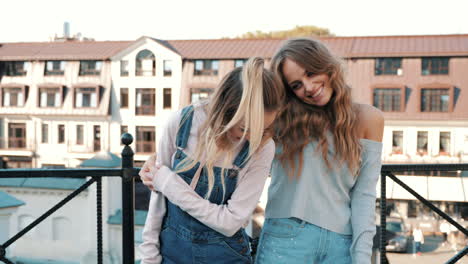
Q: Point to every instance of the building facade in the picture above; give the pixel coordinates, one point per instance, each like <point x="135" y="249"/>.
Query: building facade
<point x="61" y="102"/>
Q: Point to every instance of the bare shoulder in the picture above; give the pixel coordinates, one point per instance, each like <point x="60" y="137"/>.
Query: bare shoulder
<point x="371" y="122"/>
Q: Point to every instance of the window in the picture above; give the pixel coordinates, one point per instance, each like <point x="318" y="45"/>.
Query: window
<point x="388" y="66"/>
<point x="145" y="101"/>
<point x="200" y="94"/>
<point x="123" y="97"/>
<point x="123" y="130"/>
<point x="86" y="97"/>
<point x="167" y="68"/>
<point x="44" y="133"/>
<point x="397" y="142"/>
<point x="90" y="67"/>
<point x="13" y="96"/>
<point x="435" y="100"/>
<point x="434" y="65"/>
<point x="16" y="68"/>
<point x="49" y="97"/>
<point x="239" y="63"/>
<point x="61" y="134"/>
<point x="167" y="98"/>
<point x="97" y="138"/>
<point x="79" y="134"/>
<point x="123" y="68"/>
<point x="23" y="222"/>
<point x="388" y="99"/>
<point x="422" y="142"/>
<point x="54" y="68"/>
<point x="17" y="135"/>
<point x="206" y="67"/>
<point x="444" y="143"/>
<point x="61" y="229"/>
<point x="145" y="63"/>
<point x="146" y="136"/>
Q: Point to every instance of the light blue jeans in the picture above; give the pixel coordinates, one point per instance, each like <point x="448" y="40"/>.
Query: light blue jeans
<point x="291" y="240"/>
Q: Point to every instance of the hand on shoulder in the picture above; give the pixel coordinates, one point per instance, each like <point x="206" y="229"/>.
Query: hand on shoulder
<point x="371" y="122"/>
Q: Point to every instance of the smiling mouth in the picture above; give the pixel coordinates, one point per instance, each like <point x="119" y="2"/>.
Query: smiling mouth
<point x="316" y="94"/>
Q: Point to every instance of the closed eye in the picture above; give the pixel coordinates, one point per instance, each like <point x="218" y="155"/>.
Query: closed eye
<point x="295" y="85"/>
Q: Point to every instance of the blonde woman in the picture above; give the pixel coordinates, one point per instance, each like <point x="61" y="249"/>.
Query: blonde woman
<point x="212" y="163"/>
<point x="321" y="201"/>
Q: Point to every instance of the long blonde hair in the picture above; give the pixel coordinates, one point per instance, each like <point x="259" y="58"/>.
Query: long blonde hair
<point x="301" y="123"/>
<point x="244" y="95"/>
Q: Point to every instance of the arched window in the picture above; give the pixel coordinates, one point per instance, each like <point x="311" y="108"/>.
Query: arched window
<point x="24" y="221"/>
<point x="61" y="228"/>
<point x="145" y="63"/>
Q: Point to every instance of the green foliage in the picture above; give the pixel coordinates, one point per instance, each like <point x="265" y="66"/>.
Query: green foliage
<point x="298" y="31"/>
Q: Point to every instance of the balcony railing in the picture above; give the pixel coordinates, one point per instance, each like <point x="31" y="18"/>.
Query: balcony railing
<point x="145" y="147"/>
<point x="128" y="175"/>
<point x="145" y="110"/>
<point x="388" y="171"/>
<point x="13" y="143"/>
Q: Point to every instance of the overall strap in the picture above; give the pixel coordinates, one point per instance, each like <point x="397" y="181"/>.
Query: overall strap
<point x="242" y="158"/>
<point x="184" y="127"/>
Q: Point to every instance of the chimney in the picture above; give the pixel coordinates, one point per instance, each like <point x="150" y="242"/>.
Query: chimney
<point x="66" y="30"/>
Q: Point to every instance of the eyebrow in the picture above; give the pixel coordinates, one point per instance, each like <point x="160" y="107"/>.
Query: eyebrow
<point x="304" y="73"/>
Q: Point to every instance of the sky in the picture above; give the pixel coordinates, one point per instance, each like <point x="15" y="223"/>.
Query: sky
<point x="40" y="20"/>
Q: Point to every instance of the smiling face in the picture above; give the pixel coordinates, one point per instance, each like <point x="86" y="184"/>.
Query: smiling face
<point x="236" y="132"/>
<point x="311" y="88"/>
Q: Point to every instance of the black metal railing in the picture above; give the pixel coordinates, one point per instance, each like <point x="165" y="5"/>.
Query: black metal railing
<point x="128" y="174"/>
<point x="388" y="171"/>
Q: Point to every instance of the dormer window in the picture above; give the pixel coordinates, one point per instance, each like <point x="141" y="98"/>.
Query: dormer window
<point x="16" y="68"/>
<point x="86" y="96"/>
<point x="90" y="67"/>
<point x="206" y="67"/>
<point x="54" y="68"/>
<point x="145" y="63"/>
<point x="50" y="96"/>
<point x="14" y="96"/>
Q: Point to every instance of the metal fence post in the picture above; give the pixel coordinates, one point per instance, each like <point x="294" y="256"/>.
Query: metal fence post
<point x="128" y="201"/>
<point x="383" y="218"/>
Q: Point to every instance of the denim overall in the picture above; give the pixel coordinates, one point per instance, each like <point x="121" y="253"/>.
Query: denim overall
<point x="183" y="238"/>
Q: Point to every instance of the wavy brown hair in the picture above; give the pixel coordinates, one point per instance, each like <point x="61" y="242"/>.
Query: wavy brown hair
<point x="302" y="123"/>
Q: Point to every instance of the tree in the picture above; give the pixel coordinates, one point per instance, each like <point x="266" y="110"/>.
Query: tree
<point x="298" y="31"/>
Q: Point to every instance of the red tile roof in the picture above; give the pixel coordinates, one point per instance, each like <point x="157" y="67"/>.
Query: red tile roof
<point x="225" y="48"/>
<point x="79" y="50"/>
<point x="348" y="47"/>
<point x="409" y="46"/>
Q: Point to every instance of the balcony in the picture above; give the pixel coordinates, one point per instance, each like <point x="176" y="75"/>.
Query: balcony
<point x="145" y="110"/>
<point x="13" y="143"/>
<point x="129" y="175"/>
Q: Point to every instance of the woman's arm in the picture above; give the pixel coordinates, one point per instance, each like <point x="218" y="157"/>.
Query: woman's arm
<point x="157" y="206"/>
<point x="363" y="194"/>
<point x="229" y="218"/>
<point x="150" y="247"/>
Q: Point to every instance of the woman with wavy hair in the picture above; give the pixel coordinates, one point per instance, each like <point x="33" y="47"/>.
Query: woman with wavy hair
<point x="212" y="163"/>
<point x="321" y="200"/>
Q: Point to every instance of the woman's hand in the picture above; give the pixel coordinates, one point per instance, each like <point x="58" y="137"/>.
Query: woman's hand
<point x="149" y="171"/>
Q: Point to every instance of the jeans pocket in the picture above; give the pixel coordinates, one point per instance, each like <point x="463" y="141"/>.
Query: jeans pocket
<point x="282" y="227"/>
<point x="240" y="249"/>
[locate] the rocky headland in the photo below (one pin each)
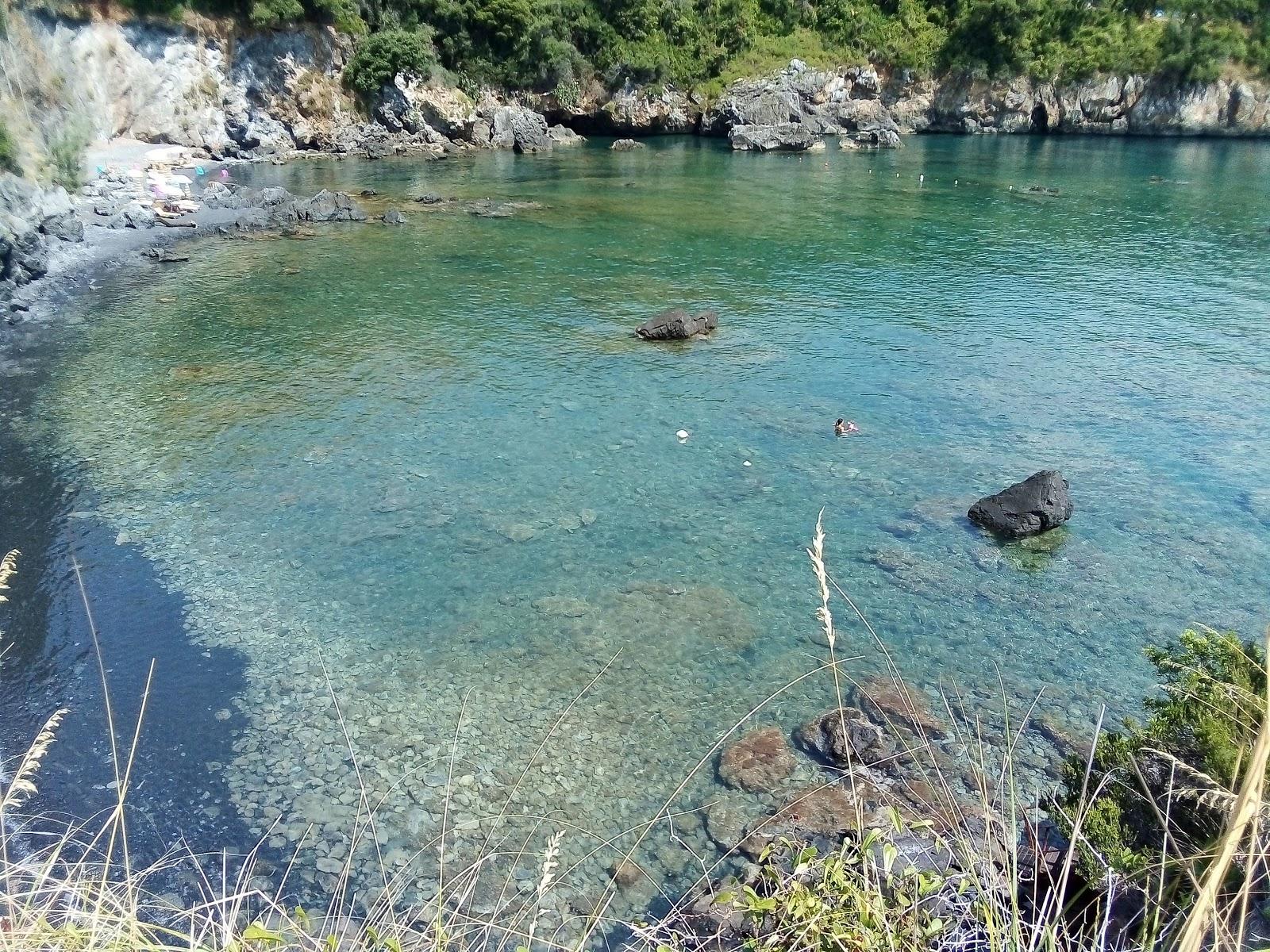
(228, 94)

——

- Aim of the exercise
Set down nothing but the lines from the one containing "Q: Point to every instance of the jeans" to the final line above, both included, with every picture left out.

- Response area
Q: Point to every instance of the jeans pocket in the picture above; give the pixel coordinates, one point per instance, each like <point x="463" y="141"/>.
Query: jeans pocket
<point x="282" y="227"/>
<point x="240" y="249"/>
[locate] the rocky headland in the photo below (one pin each)
(228, 94)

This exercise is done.